▶ **Exercises to complete**:
A. List every phrase that appears inside quotation marks in the passage on US-Soviet relations.
B. Continue the passage on US-Soviet relations, picking up after its final sentence.

▶ **Quoted passage**:
Trust the State Department's diplomats for having the skills [backed by appropriate diplomatic language] to wriggle out of such inconsistencies if Mr Trump does not clog the system by throwing seemingly undiplomatic tweet spanners in the works.

Anyhow, the tenuous nature of relations between the former World War II allies was obviated in 1946 when Marshall Joseph Vissarionovich Stalin spoke of "the inevitability of conflict with capitalist powers" whereupon on 22 February 1946 Moscow-based US diplomat George Kenan dispatched to Washington a historic report with the header, "the Source of Soviet conduct".

He informed his superiors at the US State Department of the threat of a looming fundamental ideological clash and that the Soviet government perceived US-Soviet relations as "living in antagonistic capitalist encirclement with no permanent peaceful coexistence". In plain language, this can be summarized with one word: hostile! As a result of the ideological war that ensued thereafter, both superpowers developed the nuclear capability to mutually destroy each other along with the rest of the world.

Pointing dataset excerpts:
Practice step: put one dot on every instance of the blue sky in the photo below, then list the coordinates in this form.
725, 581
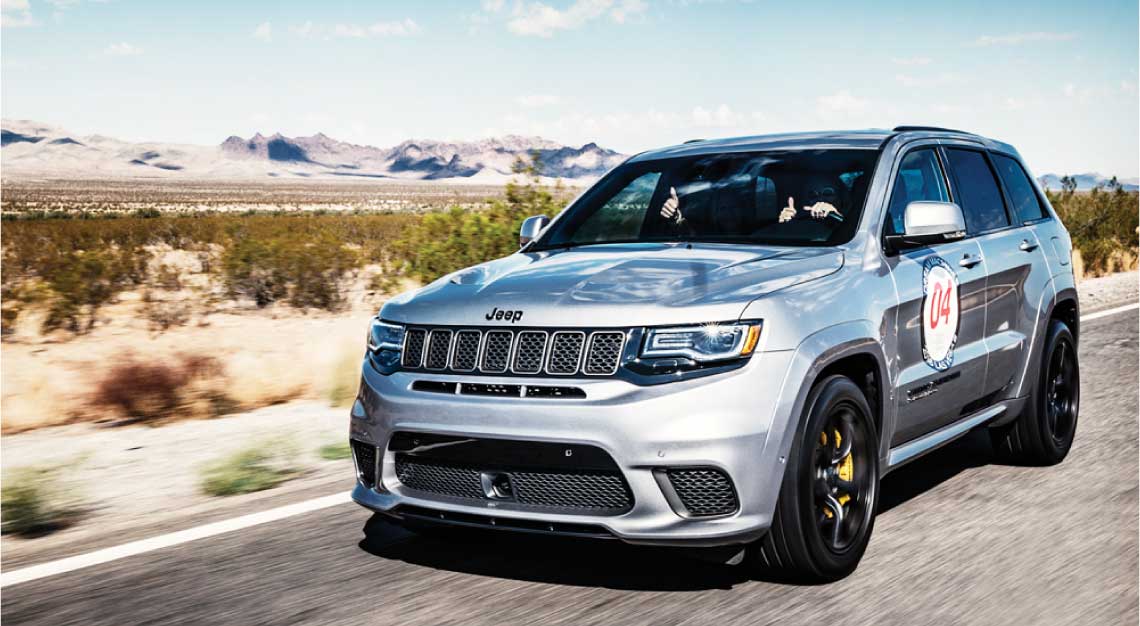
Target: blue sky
1057, 79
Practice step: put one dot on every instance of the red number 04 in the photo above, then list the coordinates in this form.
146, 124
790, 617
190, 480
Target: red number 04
939, 305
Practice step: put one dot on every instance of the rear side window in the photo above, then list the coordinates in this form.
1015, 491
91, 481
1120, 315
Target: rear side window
977, 190
1026, 203
919, 178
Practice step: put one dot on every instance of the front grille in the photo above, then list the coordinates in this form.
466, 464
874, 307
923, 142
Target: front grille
365, 455
585, 490
528, 351
703, 492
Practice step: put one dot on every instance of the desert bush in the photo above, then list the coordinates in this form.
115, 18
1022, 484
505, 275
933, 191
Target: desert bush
35, 502
442, 243
334, 452
261, 465
147, 391
1102, 224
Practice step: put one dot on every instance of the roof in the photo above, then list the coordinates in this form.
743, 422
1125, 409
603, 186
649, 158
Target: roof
857, 139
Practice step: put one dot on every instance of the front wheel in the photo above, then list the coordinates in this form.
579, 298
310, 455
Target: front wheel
827, 505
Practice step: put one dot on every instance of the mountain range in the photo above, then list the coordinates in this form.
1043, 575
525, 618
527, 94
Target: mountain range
35, 149
41, 151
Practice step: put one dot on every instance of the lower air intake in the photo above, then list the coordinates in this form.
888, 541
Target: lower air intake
703, 492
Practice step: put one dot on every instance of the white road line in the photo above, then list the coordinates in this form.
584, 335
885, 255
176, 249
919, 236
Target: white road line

▶ **Task results**:
A.
- "the inevitability of conflict with capitalist powers"
- "the Source of Soviet conduct"
- "living in antagonistic capitalist encirclement with no permanent peaceful coexistence"

B.
Diplomatic conviviality seems more than ever to be determined by power and ideological passion; both of which the Putin, Trump and Jong-Un triumvirate abundantly exude.

President Putin's proactive strategic Foreign Policy, Jong-Un's alleged obsession with long-range nuclear ballistic missiles to carry and deliver nuclear warheads, and Trump's passion for "making America great again" no matter how will now determine the Endgame.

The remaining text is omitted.